DATASET EXCERPTS:
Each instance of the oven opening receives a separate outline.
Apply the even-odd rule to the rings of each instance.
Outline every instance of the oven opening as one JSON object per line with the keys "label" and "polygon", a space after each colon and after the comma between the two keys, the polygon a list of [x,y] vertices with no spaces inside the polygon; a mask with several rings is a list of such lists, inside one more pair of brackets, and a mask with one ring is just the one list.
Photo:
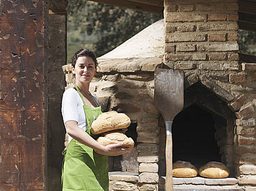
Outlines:
{"label": "oven opening", "polygon": [[199,169],[208,162],[220,162],[214,124],[213,115],[196,104],[179,114],[172,128],[173,163],[189,162]]}

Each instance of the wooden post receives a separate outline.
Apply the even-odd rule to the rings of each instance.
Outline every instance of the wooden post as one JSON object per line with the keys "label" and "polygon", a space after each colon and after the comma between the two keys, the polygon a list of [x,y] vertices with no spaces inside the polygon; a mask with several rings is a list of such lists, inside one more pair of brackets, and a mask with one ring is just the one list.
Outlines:
{"label": "wooden post", "polygon": [[46,190],[48,1],[0,2],[0,190]]}

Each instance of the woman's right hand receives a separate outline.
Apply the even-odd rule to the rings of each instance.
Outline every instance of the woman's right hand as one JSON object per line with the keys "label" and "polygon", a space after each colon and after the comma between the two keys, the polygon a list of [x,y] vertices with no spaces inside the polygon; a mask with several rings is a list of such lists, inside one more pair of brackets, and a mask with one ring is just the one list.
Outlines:
{"label": "woman's right hand", "polygon": [[129,147],[122,147],[123,143],[120,142],[117,144],[110,144],[104,146],[104,149],[101,151],[96,150],[96,152],[100,153],[103,155],[113,156],[122,152],[123,151],[127,151],[129,149]]}

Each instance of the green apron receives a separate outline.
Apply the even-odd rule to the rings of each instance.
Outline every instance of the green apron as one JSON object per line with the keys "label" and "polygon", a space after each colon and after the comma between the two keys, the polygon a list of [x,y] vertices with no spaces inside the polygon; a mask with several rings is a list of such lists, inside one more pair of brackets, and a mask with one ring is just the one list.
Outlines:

TASK REQUIREMENTS: With the line containing "Each instance of the green" as the first and the last line of the records as the final one, print exactly the lines in that span.

FULL SOLUTION:
Each instance of the green apron receives a separate outline.
Apply the even-odd rule to the rings of each instance.
Outline every instance of the green apron as one JSON object per line with the keys "label" and "polygon", a space after each colon and after the comma between the two keys, the polygon a list of [x,y] vertices with no spaces inside the polygon; a mask with several rings is a list of such lists, inside one more pair of brackets, and a mask with one ring is just the one list.
Outlines:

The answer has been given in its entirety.